(RECORD EXCERPTS)
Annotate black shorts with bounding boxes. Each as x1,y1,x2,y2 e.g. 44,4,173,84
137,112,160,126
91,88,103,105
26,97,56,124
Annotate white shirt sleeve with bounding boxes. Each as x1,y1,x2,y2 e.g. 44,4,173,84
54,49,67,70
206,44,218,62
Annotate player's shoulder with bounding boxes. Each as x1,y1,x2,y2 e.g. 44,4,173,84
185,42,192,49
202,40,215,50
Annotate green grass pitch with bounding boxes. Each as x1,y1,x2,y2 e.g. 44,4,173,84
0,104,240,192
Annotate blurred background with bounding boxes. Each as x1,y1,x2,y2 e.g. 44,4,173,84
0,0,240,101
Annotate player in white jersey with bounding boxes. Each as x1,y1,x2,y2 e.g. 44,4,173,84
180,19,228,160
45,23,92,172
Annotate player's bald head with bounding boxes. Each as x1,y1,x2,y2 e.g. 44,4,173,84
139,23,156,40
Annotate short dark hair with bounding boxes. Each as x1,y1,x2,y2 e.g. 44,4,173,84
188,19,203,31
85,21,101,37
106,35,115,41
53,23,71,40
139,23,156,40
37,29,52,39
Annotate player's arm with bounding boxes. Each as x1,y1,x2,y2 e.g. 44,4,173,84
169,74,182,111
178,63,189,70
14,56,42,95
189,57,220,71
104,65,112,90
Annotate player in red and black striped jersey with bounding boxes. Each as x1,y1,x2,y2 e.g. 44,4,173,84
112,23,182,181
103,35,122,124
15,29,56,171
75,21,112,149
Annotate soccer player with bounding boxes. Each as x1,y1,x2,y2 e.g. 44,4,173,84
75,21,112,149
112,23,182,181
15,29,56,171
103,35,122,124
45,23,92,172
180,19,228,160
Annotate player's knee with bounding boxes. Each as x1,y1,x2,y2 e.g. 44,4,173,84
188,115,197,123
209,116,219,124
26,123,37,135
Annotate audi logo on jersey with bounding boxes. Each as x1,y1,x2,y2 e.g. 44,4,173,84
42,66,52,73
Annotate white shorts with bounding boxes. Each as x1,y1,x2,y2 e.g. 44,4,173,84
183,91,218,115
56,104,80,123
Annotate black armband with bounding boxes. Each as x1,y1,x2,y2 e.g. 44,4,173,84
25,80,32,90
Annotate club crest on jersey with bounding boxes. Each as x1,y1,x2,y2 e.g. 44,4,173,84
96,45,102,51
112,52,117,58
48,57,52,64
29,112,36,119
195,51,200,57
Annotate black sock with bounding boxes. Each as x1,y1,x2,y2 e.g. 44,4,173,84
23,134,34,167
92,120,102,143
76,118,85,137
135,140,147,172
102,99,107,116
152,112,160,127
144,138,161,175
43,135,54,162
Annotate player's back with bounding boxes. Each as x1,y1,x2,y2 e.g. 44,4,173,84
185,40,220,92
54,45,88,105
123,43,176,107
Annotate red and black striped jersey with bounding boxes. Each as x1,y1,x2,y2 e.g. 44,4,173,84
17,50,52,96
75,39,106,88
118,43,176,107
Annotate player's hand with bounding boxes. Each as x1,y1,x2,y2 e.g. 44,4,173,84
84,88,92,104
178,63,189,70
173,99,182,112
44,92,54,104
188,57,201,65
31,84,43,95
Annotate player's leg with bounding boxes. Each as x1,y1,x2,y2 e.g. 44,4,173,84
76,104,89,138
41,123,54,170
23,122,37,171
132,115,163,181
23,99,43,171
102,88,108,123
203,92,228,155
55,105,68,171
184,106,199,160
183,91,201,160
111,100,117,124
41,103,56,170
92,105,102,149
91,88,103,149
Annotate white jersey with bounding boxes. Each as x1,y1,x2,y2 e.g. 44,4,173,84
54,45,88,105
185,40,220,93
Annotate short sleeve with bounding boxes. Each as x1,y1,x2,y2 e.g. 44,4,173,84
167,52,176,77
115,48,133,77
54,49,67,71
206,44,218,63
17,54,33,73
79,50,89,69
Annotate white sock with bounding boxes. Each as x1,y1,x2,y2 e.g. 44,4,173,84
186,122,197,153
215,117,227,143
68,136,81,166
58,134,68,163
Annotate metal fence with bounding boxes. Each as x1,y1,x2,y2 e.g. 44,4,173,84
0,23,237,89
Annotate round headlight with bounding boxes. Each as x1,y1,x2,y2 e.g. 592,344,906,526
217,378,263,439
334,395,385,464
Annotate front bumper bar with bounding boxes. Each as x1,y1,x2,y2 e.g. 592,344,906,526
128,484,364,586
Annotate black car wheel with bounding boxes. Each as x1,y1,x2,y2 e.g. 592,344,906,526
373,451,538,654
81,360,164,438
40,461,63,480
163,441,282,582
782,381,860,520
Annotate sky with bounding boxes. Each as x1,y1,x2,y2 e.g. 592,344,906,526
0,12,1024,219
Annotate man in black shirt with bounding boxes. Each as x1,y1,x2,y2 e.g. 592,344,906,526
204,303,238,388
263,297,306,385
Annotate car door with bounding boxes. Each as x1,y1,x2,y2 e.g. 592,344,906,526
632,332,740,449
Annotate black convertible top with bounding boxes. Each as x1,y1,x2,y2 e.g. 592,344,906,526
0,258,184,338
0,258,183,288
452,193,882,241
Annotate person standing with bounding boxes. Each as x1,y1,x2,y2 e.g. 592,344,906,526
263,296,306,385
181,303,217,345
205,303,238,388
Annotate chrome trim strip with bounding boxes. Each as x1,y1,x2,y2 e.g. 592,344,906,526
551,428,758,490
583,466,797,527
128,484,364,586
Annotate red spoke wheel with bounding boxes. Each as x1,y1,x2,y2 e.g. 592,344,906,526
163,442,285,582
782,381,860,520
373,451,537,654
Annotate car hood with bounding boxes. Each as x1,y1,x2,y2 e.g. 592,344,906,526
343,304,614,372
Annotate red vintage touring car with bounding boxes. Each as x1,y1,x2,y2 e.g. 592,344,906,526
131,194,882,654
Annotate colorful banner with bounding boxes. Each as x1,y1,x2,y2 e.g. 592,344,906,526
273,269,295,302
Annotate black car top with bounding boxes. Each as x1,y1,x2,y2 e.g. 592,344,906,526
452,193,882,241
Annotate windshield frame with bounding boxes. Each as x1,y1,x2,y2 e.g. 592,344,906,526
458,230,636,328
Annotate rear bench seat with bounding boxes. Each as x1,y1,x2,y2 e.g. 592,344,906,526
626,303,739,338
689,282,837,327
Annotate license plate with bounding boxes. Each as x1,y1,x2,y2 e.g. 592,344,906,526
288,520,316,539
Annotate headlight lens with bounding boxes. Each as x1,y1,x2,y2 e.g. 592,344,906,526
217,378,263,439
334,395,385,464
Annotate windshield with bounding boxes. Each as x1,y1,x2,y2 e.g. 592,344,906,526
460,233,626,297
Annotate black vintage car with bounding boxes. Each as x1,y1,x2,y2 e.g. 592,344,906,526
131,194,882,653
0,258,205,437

(WRITTEN INSTRUCTION) Put everything from the start of the entries down to the line containing "56,104,80,123" into a JSON list of strings, one string per line, leaving out blank lines.

(IN RESPONSE)
[
  "Annotate black shorts with bounding boxes. Each as x1,y1,x2,y2 e.g. 44,4,173,84",
  "137,112,160,126",
  "91,88,103,105",
  "26,97,56,124",
  "Annotate white shirt sleeve with bounding boxes. Each as x1,y1,x2,y2 e.g. 44,4,173,84",
  "54,49,67,70",
  "206,44,218,62",
  "Annotate player's shoulder with bounding boxes. Each as x1,y1,x2,y2 e.g. 44,4,173,84",
  "185,42,192,49",
  "202,40,215,50",
  "Annotate green grass pitch with bounding boxes. Each as x1,y1,x2,y2 e.g. 44,4,173,84",
  "0,104,240,192",
  "Annotate blurred background with bounding boxes. Each as x1,y1,x2,y2 e.g. 44,4,173,84",
  "0,0,240,101",
  "Annotate player in white jersey with bounding boxes. Each as x1,y1,x2,y2 e.g. 44,4,173,84",
  "180,19,228,160",
  "45,23,92,172",
  "Annotate player's bald head with bounding boxes. Each as x1,y1,x2,y2 e.g. 44,4,173,84",
  "139,23,156,40",
  "Annotate short dark hair with bounding boxes. Each as x1,y1,x2,y2 e.g. 44,4,173,84",
  "188,19,203,31",
  "85,21,101,37",
  "106,35,115,41",
  "53,23,71,40",
  "139,23,156,40",
  "37,29,52,39",
  "Annotate player's arm with bounding boxes. Each as x1,y1,x2,y2 e.g. 44,4,173,84",
  "169,74,182,111",
  "178,63,189,70",
  "14,56,42,95",
  "189,57,220,71",
  "104,65,112,90",
  "Annotate player in red and black striped jersey with bounding boxes. Each as x1,y1,x2,y2 e.g. 44,4,173,84",
  "112,23,182,181",
  "103,35,122,124",
  "15,29,56,171",
  "75,21,112,149",
  "Annotate soccer player with bounding boxes. Each as x1,y1,x2,y2 e.g. 44,4,173,84",
  "75,21,112,149",
  "112,23,182,181",
  "15,29,56,171",
  "103,35,122,124",
  "45,23,92,172",
  "180,19,228,160",
  "Annotate player's knee with bounding boxes. Each as x1,y1,x2,y2 e.g. 44,4,173,84",
  "188,115,197,123",
  "209,116,219,124",
  "26,123,37,135",
  "Annotate audi logo on jersey with bounding boxes. Each as x1,y1,x2,y2 e.g. 44,4,173,84",
  "42,66,52,73",
  "Annotate white shorts with bounding boxes. Each as x1,y1,x2,y2 e.g. 44,4,173,84",
  "183,91,218,115",
  "56,104,80,123"
]